Your objective
Please work out how many lines include the word "structure" in the entries, and reply with only the count.

Records shown

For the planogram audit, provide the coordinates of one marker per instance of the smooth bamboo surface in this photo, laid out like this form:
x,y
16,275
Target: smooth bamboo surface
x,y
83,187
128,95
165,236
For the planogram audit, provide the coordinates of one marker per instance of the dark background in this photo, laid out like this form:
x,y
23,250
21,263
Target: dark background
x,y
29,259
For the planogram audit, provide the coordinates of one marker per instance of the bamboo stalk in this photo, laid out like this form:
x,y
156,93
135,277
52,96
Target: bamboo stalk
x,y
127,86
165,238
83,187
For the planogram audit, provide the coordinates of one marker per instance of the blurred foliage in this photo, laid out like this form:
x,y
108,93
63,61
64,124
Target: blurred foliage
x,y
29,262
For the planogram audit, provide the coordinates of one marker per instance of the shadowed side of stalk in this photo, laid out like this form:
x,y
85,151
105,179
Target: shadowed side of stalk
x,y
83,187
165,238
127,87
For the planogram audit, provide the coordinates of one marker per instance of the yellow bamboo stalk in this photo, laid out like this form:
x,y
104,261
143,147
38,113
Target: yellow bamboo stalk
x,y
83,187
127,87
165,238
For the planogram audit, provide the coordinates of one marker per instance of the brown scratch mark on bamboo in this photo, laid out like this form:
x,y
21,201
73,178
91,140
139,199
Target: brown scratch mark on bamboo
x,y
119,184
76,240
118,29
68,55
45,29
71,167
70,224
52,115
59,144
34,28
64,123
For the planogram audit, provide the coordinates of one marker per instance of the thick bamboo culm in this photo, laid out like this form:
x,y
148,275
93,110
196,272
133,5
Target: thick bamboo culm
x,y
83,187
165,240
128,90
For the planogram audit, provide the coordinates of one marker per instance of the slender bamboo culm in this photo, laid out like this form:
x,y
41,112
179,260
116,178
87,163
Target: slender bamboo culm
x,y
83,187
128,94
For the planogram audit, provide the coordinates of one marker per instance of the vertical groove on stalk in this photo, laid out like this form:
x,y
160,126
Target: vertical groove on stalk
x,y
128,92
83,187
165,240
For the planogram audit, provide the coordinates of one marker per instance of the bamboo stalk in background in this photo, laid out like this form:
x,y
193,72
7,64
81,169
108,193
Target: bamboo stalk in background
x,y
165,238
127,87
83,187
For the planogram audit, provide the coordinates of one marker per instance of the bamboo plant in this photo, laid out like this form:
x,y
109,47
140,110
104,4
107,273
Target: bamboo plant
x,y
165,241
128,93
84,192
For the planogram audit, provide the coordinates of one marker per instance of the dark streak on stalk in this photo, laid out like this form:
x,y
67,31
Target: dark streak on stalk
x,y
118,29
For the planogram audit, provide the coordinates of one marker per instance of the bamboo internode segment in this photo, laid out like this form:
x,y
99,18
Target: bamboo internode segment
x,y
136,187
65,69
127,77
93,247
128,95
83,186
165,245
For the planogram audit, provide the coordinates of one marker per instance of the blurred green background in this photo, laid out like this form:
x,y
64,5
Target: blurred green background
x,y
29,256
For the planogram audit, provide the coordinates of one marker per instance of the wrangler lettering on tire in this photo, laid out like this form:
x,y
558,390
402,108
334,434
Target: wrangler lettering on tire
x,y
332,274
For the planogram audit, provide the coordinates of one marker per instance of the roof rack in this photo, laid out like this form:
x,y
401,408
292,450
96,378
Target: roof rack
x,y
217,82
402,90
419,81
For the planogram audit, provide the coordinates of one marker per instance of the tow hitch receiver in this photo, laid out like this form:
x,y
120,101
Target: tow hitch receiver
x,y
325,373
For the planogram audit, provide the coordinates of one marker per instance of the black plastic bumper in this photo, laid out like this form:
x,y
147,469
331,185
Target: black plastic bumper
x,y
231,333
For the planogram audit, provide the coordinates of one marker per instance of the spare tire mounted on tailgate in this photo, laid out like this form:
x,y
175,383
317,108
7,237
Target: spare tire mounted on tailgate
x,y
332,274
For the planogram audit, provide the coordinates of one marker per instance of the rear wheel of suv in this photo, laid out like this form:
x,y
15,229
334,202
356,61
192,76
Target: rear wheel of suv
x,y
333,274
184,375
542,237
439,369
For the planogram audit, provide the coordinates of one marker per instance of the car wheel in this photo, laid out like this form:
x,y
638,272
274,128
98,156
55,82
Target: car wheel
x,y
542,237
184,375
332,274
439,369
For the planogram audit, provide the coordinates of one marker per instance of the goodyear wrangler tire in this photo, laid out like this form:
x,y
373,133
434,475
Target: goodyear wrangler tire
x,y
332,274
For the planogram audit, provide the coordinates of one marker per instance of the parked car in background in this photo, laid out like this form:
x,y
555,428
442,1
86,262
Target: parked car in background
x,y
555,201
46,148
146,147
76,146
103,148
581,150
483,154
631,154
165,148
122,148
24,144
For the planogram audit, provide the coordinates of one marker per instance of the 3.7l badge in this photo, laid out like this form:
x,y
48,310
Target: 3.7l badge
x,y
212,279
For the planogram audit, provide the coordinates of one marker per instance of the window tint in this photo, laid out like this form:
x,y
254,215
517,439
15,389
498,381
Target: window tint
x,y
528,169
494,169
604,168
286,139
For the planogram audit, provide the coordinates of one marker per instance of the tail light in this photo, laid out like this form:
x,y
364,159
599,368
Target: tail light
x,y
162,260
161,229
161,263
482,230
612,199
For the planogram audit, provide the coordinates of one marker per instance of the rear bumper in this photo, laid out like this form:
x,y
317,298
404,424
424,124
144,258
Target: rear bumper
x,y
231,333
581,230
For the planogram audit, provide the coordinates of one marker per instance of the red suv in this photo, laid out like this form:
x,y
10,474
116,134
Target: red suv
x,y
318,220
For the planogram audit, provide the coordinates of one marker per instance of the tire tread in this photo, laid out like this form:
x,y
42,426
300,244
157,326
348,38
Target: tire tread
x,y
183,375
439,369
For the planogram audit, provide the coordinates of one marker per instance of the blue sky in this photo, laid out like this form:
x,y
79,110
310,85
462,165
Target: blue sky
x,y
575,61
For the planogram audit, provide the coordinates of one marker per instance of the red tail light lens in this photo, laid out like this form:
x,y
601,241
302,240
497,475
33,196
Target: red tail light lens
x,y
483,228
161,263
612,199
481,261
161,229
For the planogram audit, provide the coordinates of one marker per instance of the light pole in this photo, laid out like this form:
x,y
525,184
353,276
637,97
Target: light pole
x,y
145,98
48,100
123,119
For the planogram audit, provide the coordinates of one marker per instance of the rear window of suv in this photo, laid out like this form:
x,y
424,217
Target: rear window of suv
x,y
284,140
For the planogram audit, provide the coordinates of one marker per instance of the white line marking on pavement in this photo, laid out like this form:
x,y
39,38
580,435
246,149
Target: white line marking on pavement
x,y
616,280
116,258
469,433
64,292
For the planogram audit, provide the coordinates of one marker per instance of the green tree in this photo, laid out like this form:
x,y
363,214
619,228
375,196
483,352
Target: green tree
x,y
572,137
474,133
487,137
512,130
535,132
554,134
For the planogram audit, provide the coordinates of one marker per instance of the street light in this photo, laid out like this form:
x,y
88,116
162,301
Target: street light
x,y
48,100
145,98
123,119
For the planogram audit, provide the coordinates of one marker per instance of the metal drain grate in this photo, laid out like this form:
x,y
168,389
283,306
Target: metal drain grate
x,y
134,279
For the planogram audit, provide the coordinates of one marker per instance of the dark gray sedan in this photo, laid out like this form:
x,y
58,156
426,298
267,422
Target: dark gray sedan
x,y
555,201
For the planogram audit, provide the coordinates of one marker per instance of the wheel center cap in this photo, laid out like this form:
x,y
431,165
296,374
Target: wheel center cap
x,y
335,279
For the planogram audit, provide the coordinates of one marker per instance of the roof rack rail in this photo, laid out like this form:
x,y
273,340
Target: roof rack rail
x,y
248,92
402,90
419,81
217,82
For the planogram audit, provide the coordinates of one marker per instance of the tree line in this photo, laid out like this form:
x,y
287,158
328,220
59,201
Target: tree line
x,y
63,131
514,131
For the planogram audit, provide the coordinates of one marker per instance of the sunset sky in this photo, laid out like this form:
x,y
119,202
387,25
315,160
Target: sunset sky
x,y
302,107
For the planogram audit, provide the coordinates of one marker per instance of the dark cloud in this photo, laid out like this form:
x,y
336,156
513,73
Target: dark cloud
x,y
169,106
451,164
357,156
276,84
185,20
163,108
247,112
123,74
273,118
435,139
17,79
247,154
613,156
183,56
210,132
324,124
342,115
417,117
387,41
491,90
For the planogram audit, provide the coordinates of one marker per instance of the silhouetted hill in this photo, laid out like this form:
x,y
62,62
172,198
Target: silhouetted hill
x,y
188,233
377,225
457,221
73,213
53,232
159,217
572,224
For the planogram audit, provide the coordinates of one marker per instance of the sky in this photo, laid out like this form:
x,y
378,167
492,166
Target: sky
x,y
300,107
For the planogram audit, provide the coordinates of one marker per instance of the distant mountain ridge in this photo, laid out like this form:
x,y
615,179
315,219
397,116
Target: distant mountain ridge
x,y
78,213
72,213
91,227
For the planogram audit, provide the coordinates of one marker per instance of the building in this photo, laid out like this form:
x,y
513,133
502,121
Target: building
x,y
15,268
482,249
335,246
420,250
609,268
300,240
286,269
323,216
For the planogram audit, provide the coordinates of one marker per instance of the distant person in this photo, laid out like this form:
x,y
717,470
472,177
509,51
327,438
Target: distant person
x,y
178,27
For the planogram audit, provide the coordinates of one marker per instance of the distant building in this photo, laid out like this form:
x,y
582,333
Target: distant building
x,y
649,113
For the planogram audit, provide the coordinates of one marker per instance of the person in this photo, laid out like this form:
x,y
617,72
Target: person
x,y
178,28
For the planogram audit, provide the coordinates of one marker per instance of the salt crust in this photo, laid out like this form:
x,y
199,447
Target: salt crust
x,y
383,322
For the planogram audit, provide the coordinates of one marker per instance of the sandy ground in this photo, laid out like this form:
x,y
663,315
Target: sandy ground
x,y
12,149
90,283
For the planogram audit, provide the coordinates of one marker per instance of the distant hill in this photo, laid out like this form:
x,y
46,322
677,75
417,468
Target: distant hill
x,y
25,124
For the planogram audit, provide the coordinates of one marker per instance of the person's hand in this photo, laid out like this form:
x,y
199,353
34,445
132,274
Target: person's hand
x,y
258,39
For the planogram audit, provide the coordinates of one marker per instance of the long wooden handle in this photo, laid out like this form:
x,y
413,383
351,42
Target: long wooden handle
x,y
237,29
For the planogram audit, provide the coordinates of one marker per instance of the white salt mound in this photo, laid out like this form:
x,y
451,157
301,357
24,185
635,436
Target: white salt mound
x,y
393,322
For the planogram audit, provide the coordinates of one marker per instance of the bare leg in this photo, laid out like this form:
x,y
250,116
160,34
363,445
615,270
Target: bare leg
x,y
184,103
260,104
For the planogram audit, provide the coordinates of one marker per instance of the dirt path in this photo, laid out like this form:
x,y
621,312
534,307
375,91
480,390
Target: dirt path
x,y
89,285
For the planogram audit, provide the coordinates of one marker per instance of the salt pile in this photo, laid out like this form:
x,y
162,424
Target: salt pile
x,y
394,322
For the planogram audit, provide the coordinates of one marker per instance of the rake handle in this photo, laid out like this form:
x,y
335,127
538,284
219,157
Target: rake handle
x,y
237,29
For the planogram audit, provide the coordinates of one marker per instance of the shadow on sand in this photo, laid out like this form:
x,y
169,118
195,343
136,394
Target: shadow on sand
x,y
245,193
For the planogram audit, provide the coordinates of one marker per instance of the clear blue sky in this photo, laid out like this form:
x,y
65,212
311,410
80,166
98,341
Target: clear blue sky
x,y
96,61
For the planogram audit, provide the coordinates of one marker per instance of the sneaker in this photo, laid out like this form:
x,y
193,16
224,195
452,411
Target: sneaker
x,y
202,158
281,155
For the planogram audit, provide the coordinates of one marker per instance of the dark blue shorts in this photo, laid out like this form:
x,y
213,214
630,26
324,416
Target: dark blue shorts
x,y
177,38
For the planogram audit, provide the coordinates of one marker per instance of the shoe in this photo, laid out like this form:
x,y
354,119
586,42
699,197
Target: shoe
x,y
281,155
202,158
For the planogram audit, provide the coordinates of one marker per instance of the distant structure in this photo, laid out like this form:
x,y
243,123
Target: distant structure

The completed task
2